• Consignes
A - Dans l'hommage à James Reason, réécrivez le passage situé entre « Scientifique influent et » et « méthodes et applications. », ces deux bouts compris, en remplaçant « Jim Reason » par « James Reason ».
B - Combien de lignes des enregistrements contiennent la chaîne « utility » ? Donnez seulement ce nombre.

• Extrait fourni

____

Scientifique influent et incontournable dans le domaine de la sécurité industrielle, connu pour son modèle du « fromage suisse », James Reason est décédé le 5 février 2025. La Foncsi et l’Icsi lui rendent hommage.




Il aurait eu 87 ans en mai. À la fin des années 1980, il a tout simplement redéfini le cadre de pensée de la sécurité industrielle. Personne sans doute, dans notre large communauté de l’Icsi et de la Foncsi, ne pourrait dire aujourd’hui : « je n’ai jamais entendu parler des “plaques de Reason” ». Nos messages en matière de facteurs organisationnels et humains de la sécurité reposent toujours pour l’essentiel sur une déclinaison des travaux de Jim Reason. Sa notoriété est mondiale, et dépasse le domaine de la sécurité industrielle, ainsi que le domaine des méthodes et applications.




Jim Reason n’était pas un consultant : c’était un chercheur et un professeur, un scientifique reconnu par ses pairs. Son indice de citations est digne d’un prix Nobel. Pourtant, il n’a pas révolutionné la connaissance scientifique, ni vraiment établi de théorie novatrice. 
Dans la première partie de sa carrière universitaire, peu connue, consacrée au mal des transports, il a publié au plus haut niveau, mais a vite jugé décevantes les applications potentielles. Il a alors bifurqué et s’est consacré à l’explication et à la catégorisation de l’erreur humaine « domestique ».
Puis dans la dernière phase de sa carrière, celle qui l’a rendue célèbre, il a à nouveau complètement réorienté son activité universitaire, dans un contexte d’actualité montante de la sécurité industrielle. Les deux décennies – 1970 et 1980 – avaient été marquées par des catastrophes telles que Tenerife, Three Mile Island, Bhopal, Tchernobyl, Piper Alpha, ou Challenger. La question de la maîtrise de la menace constituée par « l’erreur humaine » pour la sécurité des organisations productives à risque était devenue brûlante.

____

• Enregistrements extraits

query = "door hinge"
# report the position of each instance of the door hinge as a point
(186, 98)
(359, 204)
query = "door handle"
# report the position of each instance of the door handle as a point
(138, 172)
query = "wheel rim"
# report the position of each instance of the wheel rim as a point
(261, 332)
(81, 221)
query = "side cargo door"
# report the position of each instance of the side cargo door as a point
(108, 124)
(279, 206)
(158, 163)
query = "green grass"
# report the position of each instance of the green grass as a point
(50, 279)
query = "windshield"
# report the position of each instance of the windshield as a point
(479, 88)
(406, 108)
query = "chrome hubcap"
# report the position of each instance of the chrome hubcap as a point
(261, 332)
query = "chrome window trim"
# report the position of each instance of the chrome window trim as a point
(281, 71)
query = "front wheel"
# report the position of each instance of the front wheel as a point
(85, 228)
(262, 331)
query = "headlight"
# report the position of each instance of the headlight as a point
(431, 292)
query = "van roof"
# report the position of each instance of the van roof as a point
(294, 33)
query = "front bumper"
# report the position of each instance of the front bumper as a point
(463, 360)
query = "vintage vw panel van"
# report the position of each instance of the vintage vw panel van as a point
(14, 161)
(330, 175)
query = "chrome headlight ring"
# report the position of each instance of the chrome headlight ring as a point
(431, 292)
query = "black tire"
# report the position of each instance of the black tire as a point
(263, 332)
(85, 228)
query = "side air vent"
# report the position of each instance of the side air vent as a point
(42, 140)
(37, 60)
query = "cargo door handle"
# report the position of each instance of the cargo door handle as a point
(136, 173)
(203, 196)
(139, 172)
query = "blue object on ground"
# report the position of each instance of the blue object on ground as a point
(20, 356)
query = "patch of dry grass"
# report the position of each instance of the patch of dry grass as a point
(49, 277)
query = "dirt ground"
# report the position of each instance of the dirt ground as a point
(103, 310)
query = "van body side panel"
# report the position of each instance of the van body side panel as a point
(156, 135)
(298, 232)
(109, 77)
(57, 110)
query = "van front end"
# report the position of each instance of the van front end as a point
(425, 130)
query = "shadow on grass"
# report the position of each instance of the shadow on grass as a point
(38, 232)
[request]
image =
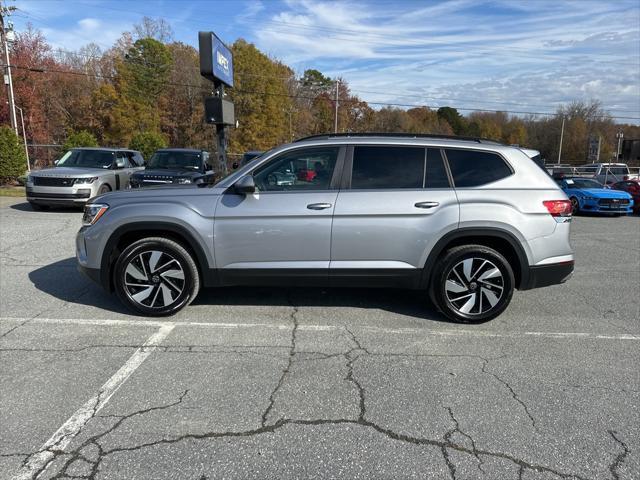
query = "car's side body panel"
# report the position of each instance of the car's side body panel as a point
(361, 237)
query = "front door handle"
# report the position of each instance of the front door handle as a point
(427, 204)
(318, 206)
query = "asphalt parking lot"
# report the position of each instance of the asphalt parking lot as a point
(275, 383)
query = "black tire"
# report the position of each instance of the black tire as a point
(38, 207)
(487, 284)
(159, 292)
(575, 206)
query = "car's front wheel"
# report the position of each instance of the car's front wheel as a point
(156, 276)
(472, 284)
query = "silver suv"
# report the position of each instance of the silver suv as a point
(80, 174)
(466, 220)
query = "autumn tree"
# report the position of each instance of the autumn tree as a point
(261, 99)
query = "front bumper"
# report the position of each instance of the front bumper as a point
(546, 275)
(59, 196)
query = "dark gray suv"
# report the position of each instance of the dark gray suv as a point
(466, 220)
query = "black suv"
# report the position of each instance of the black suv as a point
(175, 165)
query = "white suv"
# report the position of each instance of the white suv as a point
(466, 220)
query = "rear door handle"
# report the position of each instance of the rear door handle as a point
(318, 206)
(426, 204)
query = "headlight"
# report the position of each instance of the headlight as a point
(93, 212)
(85, 180)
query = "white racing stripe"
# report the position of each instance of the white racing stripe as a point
(39, 461)
(462, 332)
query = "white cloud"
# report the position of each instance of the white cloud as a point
(493, 55)
(84, 31)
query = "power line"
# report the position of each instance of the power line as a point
(349, 101)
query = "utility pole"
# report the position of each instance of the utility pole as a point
(619, 136)
(8, 80)
(335, 123)
(561, 137)
(221, 134)
(24, 139)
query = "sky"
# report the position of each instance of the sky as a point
(525, 55)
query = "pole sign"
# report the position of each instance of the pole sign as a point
(216, 60)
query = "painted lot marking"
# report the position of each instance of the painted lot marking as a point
(38, 462)
(287, 326)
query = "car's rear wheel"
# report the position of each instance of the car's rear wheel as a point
(472, 284)
(156, 276)
(575, 205)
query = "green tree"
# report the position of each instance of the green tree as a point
(13, 160)
(79, 139)
(144, 72)
(147, 143)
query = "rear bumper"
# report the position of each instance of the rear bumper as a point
(546, 275)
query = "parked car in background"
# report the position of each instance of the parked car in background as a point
(180, 166)
(560, 170)
(606, 173)
(464, 221)
(80, 174)
(632, 187)
(588, 195)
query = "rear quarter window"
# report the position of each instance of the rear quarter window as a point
(472, 168)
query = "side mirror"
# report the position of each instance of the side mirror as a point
(245, 185)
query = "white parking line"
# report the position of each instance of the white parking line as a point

____

• Réponses attendues
A -
Scientifique influent et incontournable dans le domaine de la sécurité industrielle, connu pour son modèle du « fromage suisse », James Reason est décédé le 5 février 2025. La Foncsi et l’Icsi lui rendent hommage.




Il aurait eu 87 ans en mai. À la fin des années 1980, il a tout simplement redéfini le cadre de pensée de la sécurité industrielle. Personne sans doute, dans notre large communauté de l’Icsi et de la Foncsi, ne pourrait dire aujourd’hui : « je n’ai jamais entendu parler des “plaques de Reason” ». Nos messages en matière de facteurs organisationnels et humains de la sécurité reposent toujours pour l’essentiel sur une déclinaison des travaux de James Reason. Sa notoriété est mondiale, et dépasse le domaine de la sécurité industrielle, ainsi que le domaine des méthodes et applications.

B - 2